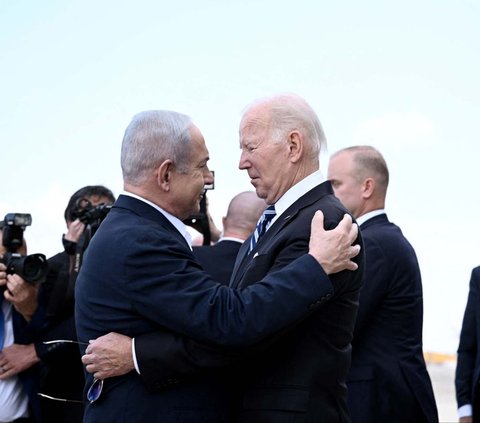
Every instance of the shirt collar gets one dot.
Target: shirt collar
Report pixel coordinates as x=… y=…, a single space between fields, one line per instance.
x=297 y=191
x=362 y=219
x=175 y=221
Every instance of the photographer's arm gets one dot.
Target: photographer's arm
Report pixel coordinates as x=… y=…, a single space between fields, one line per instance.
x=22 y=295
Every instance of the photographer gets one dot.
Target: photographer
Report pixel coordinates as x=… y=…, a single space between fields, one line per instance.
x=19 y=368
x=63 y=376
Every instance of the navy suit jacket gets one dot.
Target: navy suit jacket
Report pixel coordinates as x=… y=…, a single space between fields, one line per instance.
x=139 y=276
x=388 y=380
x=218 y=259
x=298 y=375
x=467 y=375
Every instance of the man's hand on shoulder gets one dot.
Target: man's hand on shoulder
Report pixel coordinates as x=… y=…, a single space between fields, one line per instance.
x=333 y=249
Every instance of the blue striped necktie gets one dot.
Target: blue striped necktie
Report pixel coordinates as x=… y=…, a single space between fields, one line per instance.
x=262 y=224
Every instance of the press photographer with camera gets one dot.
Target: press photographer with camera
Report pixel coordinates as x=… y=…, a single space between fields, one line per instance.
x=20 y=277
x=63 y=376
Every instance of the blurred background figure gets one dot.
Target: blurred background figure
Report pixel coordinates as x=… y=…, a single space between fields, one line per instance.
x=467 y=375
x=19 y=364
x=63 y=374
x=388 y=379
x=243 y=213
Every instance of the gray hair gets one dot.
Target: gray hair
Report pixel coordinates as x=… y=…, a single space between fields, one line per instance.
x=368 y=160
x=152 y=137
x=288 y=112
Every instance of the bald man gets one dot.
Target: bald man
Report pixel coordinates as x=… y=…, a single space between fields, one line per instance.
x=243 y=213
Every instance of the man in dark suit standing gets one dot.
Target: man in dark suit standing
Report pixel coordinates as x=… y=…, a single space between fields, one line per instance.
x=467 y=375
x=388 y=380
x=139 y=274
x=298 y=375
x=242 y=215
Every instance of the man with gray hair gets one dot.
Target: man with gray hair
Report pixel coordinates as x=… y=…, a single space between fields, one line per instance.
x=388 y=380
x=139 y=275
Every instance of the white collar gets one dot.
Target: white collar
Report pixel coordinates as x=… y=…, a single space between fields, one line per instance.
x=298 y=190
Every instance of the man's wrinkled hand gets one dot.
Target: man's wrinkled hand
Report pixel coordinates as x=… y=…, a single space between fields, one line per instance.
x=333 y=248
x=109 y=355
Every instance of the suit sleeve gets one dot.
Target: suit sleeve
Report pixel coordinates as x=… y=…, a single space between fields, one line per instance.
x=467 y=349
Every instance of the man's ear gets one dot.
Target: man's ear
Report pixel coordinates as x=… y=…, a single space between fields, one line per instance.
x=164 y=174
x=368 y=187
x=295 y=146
* * *
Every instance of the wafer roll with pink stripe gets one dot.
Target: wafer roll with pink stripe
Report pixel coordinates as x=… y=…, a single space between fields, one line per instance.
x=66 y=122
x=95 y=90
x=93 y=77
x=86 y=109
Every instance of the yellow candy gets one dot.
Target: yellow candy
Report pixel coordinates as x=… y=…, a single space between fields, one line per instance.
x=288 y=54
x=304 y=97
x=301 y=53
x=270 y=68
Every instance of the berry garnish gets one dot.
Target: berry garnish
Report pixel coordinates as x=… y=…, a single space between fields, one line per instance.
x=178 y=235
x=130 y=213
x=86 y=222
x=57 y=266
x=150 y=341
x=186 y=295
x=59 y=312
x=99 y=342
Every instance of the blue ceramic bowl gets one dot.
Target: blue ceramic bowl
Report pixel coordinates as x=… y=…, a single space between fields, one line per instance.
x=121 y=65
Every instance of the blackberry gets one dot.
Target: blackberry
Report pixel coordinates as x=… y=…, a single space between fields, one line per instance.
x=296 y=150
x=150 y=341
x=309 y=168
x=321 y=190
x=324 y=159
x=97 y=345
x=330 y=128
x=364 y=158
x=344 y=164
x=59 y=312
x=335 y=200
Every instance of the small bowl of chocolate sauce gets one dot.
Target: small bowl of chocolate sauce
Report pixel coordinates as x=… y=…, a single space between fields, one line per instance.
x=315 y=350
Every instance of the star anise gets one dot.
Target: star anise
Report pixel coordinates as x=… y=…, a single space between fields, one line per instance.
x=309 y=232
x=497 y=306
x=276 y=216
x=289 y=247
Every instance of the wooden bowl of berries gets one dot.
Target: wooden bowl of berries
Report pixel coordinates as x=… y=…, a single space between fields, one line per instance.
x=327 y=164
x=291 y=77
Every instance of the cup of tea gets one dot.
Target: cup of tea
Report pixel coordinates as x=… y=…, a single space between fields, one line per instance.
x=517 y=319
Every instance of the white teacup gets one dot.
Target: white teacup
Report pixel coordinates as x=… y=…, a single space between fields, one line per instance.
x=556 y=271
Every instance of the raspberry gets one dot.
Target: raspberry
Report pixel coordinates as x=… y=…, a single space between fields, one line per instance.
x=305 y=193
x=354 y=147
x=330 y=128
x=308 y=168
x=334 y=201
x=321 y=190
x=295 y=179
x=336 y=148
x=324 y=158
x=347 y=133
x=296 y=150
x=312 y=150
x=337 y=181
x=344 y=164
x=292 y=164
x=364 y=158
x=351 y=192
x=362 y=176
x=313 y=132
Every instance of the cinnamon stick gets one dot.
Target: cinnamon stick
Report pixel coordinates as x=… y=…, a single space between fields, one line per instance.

→ **Task**: In the entries above, one line contains "Target: suit sleeve" and another contains "Target: man's ear". Reproduce exactly those two lines and the lines between them, nothing else.

→ **Solution**:
Target: suit sleeve
Report pixel coordinates as x=… y=…, a single space between fields, one line per instance.
x=467 y=349
Every instance of the man's ear gets one dot.
Target: man's ear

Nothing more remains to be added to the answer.